**ISTRUZIONI ESERCIZIO**
1) Nel testo sulla variante Omicron, a quale percentuale di casi al 20 dicembre in Italia è associata la variante secondo l'ultima indagine rapida dell'Iss?
2) Trascrivi fedelmente il tratto del testo sulla variante Omicron che va da "Il primo numero" fino a "sequenziamento del virus.".

**TESTO ESTRATTO**

☆ ☆ ☆ ☆

Per comprendere la situazione attuale e ciò che ci aspetta bisogna mettere a fuoco due numeri: il tasso di diffusione e il rischio di ricovero della variante Omicron.

Il primo numero è stimato al 28%. Secondo l’ultima indagine rapida realizzata dall’Iss, questa è la percentuale di casi associati alla variante al 20 dicembre in Italia. «L’analisi si è basata su circa 2mila tamponi raccolti in 18 regioni e province autonome», fanno sapere dall’Istituto, e i risultati completi arriveranno solo il 29 dicembre. Ma la stima è già piuttosto affidabile perché la variante Omicron è rilevabile anche dai normali test molecolari, senza un vero e proprio sequenziamento del virus.

LA VARIANTE era stimata allo 0,19% il 6 dicembre, quindi la sua presenza è aumentata di oltre cento volte in due settimane. Può sembrare un numero eccessivo per essere credibile ma è esattamente ciò che ci si attende da una crescita esponenziale, cioè da una variante che raddoppia i suoi contagi ogni due giorni. Omicron dal 6 al 20 dicembre ha avuto il tempo di raddoppiare 6 o 7 volte e, se si fanno i conti, il risultato atteso è proprio quello rilevato dall’Iss. A un ritmo di crescita del genere, la variante potrebbe essere già dominante. Il 3 gennaio, quando l’indagine sarà ripetuta, con molta probabilità Omicron avrà sostituito quasi del tutto la variante Delta.

☆ ☆ ☆ ☆

**DATI ARCHIVIATI**
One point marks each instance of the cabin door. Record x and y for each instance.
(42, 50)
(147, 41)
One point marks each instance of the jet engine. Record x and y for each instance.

☆ ☆ ☆ ☆

**RISPOSTE PER CONSEGNA**
1) Al 28%.

2)
Il primo numero è stimato al 28%. Secondo l’ultima indagine rapida realizzata dall’Iss, questa è la percentuale di casi associati alla variante al 20 dicembre in Italia. «L’analisi si è basata su circa 2mila tamponi raccolti in 18 regioni e province autonome», fanno sapere dall’Istituto, e i risultati completi arriveranno solo il 29 dicembre. Ma la stima è già piuttosto affidabile perché la variante Omicron è rilevabile anche dai normali test molecolari, senza un vero e proprio sequenziamento del virus.